Task data:
····················
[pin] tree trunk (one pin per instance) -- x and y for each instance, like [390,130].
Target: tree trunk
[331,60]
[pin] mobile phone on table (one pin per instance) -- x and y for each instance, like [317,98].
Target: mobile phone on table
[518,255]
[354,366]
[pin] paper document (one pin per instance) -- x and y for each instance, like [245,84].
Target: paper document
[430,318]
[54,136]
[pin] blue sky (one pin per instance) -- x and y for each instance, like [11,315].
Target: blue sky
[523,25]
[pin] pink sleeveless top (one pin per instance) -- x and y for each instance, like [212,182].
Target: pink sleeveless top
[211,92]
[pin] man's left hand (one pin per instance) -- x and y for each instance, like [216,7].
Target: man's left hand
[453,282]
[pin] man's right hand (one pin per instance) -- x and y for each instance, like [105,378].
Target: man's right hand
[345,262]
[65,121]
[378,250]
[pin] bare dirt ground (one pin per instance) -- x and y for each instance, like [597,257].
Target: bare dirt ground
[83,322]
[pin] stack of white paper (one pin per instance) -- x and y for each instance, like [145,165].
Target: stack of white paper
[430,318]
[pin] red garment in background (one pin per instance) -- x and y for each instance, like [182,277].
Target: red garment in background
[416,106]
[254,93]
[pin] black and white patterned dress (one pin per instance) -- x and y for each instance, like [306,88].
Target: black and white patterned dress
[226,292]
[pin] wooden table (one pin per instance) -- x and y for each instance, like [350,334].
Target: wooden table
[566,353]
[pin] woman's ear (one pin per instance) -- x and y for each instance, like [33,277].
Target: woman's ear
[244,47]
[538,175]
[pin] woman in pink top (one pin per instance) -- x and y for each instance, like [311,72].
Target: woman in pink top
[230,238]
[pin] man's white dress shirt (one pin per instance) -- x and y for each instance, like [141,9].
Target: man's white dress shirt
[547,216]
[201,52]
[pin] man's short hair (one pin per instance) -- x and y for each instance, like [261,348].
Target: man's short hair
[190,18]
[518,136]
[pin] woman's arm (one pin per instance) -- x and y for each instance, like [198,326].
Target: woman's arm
····················
Exercise instructions:
Would you print exactly, and only, the lines of the data above from the line with "Target: mobile phone on table" through the line with "[pin] man's white", inclusive?

Result:
Target: mobile phone on table
[518,255]
[354,366]
[pin] paper document (one pin per instance) -- x and y for each instance, like [245,84].
Target: paper document
[430,318]
[54,136]
[pin] blue sky (one pin per instance) -- x and y for each instance, like [11,315].
Target: blue sky
[523,25]
[pin] pink sleeveless top (one pin per instance) -- x and y for each instance, like [212,182].
Target: pink sleeveless top
[211,92]
[pin] man's left hand (one pin per instance) -- x and y for each instance, like [216,7].
Target: man's left hand
[453,282]
[pin] man's right hand (one pin per instance) -- x and y for each instance, like [105,378].
Target: man's right hand
[345,262]
[65,121]
[378,250]
[pin] bare dirt ground (one pin per instance) -- x and y for each instance, like [597,257].
Target: bare dirt ground
[83,322]
[pin] stack of white paper (one pin per instance) -- x and y for each instance, like [145,165].
Target: stack of white paper
[430,318]
[pin] red garment in background (one pin per instance) -- x and y for each instance, like [182,277].
Target: red garment in background
[416,106]
[254,93]
[pin] black and white patterned dress (one pin per instance) -- x and y for each instance, like [306,88].
Target: black and white patterned dress
[226,292]
[pin] wooden table (one pin per instance) -- x and y for each instance, like [350,334].
Target: wooden table
[566,353]
[pin] woman's ear (one pin per instance) -- x and y for each instance, like [33,277].
Target: woman's ear
[244,47]
[538,175]
[pin] woman in pink top (one pin per instance) -- x and y for each instance, like [311,72].
Target: woman in pink top
[230,238]
[pin] man's white dress shirt (one pin per instance) -- x and y for each instance, like [141,9].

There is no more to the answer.